What you need to do —
Quote the entire listing below word for word, leaving out the pictures.

Task input —
• • • •

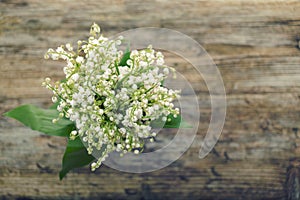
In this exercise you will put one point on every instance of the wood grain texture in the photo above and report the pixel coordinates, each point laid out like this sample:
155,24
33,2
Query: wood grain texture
253,43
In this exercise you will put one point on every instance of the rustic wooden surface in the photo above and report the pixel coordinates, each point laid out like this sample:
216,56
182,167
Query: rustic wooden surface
254,44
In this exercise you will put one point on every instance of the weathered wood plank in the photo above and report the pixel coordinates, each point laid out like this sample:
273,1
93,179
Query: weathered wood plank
253,43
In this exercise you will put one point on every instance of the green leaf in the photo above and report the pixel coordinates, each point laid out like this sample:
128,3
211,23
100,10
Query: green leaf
75,156
172,122
41,120
124,59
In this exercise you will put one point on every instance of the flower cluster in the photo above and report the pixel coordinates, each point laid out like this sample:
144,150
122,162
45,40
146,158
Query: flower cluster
111,104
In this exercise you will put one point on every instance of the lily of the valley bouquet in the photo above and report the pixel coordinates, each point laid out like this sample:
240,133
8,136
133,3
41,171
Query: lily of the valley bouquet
110,100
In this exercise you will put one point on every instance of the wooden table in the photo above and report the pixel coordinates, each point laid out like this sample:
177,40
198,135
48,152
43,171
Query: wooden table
253,43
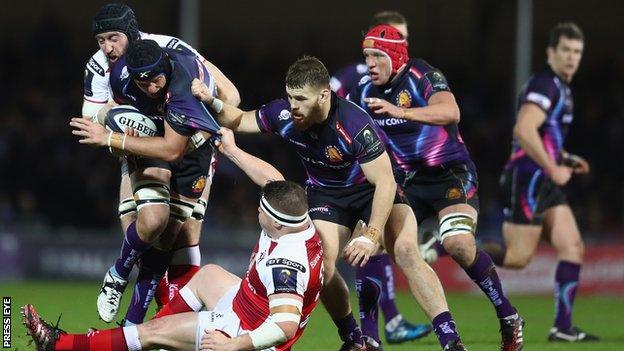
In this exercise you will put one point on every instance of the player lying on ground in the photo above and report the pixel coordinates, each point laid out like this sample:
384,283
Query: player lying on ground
269,307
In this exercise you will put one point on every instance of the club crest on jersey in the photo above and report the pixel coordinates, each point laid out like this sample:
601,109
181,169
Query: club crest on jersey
199,184
333,154
284,115
453,193
404,99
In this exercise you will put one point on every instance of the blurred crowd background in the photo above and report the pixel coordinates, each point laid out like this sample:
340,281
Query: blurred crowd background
51,184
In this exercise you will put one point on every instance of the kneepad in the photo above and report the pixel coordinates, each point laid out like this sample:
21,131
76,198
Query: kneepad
180,209
151,192
126,206
455,224
199,209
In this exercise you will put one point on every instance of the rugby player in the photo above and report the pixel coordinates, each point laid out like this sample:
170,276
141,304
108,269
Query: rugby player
375,281
349,177
412,103
534,176
268,308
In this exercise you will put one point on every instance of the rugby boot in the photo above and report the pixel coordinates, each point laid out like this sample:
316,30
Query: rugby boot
372,344
44,335
455,346
406,331
110,296
512,330
574,334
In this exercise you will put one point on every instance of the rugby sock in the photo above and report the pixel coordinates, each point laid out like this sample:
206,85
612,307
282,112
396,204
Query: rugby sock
185,263
348,329
133,247
566,284
387,303
445,329
368,288
153,266
496,250
483,273
162,292
99,340
183,301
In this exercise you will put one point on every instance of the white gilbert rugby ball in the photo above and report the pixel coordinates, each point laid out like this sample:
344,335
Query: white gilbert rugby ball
119,118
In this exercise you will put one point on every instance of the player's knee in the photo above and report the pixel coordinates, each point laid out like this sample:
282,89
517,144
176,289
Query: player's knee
150,224
461,247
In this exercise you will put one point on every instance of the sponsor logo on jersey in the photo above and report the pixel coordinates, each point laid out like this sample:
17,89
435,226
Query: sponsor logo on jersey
284,115
199,184
96,67
285,280
369,140
404,99
286,262
333,154
387,122
323,209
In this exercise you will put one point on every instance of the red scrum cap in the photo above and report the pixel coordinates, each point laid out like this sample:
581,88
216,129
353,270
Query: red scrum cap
390,41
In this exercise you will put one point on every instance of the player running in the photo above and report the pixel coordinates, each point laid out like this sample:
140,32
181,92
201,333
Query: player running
537,169
349,177
162,188
375,281
268,308
412,102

• • • •

Result of the task —
In this exercise you will put one point on every instance of the wood grain texture in the photo above and report the pixel coordinates, each point laid out like this sample:
155,24
33,2
Query: wood grain texture
253,43
In this exercise you will put one point on every instance of the rustic wooden surface in the photo above and report the pixel coordinates, each point laid out like this sample:
216,56
182,167
Query: rustic wooden surface
254,44
In this exercise you will put one point on every instance of the weathered wood plank in the photo above and report the pixel coordinates, each point laid out like this sample:
273,1
93,179
Query: weathered wood plank
253,43
In this exercise you will put one point on every instance of the green leaf in the photo above and report the pixel coordinates, each point laid out like this sample:
128,3
211,23
100,10
Query: green leaf
75,156
172,122
41,120
124,59
In this exercise you will put one point on every instance of the flower cluster in the photo above and report the pixel coordinates, each point laid out like this sample:
144,150
122,162
45,40
146,158
Query: flower cluster
111,104
In this exercise you will put one point on every instance of the lily of the valley bouquet in the photo above and report the pixel coordinates, each point laid out like this sample:
240,133
8,136
133,3
41,171
Query: lily of the valley bouquet
110,100
In this exercise you will put one point on every instance of the wooden table in the photo above and report the pixel coordinates, each point laid out like this sample:
177,40
198,135
48,152
43,171
Query: wooden table
253,43
In this exercise you will put one point on every instance of the player lying on ground in the photo above and report the pixel coordinates, each point laid out like this sample:
384,283
Query: player lying on ground
269,307
In this exercise you will put one point on every instance of the club crest on jersey in the photo above and report the pixel coordinates, each point laid out like this sample:
601,109
181,169
Query: club crest on jersey
199,184
333,154
284,115
453,193
404,99
In this exercise you will put one point on every instance of the blurred crowd background in the photo above and report the pixel coordinates, each point laid out like this sample:
340,281
Query: blurred crowd background
51,184
In this exercise you will put one point on every instance of the kneepad in the photo above and report the pixel coordinates, each point laid out like this sample:
21,131
76,198
Query: kneepad
180,209
151,192
126,206
455,224
199,209
In this exercise you will put one point on every instance of the rugby player in the photo above and report the pixel coordinates, each point laid out like this sample:
170,276
141,304
108,269
Query: rugby player
375,281
349,177
412,103
534,176
268,308
In this exercise you will put one point on every instance of the rugby boot in the photo above and report the pixel coordinates, each point laid out like this sample:
316,30
Query: rugby boot
372,344
44,335
455,346
406,331
110,296
512,330
574,334
In this exercise you will put one point on every instance of the rugby sock in the photo above and report the pixel coordinates, each point laid out like this sample:
206,85
612,307
282,112
396,204
Query: rugby sock
185,263
348,329
133,247
566,284
387,303
445,329
368,288
153,266
496,250
483,273
162,292
99,340
183,301
In this exercise you will put one point on every instance of the white gilbert rugby ball in the photo above and report the pixel coordinates, each point laid out like this sample:
344,335
Query: white gilbert rugby ball
119,118
In this exercise you will put one point on every instance of the player's knee in the photo above and report the pixel coordinates, each point laid out like this sample:
282,89
517,144
176,289
Query: player's knee
150,224
461,247
In this exercise you will put one point on every instance of the sponsor logo on jersey in the photo above and report the pixel coordinates, each point laid out like this sample:
17,89
435,226
Query: sponsor logo on jersey
284,115
199,184
96,67
285,280
369,140
404,99
286,262
333,154
387,122
323,209
In this exercise you will put one point on every instance of the red scrum cap in the photo above and report the pixel coordinates, each point laid out like this sample:
581,88
216,129
353,270
Query: red scrum cap
390,41
In this exercise you will put one point on every instance of the player running in the photo above and report the pixel coordinates, each point laid out like this sample:
140,32
181,92
201,333
Query: player running
537,169
349,177
162,188
375,281
268,308
412,102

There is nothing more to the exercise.